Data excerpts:
- Opening Delimiter -
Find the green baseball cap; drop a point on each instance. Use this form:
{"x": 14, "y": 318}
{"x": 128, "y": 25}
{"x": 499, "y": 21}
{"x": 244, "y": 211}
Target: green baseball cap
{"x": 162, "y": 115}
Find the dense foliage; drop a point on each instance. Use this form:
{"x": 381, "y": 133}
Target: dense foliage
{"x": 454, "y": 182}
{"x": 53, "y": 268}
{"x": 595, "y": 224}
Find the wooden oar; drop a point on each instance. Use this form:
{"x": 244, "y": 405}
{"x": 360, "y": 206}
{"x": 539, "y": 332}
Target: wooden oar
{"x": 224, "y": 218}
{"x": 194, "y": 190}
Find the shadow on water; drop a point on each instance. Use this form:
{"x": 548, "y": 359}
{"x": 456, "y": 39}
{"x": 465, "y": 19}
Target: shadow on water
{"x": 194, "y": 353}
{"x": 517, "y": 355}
- Closing Delimiter -
- Opening Delimiter -
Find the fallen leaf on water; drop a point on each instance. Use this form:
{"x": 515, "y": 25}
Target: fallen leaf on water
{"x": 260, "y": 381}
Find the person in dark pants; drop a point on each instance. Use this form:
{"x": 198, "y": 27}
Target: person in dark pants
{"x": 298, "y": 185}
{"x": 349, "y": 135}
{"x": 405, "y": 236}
- Closing Delimiter -
AIM OF THE TASK :: Among the records, find every line with the word "instance" and copy it.

TASK RESULT ::
Find the green baseball cap; drop a point on each instance. Use this form:
Find the dense foliage; drop a point on each instance. Use this form:
Find the wooden oar; drop a point on each instance. Use this form:
Find the shadow on water; drop a point on each instance. Use this form:
Find the fallen leaf on water; drop a point on each instance. Use this form:
Find the person in dark pants; drop a point on each instance. Use this form:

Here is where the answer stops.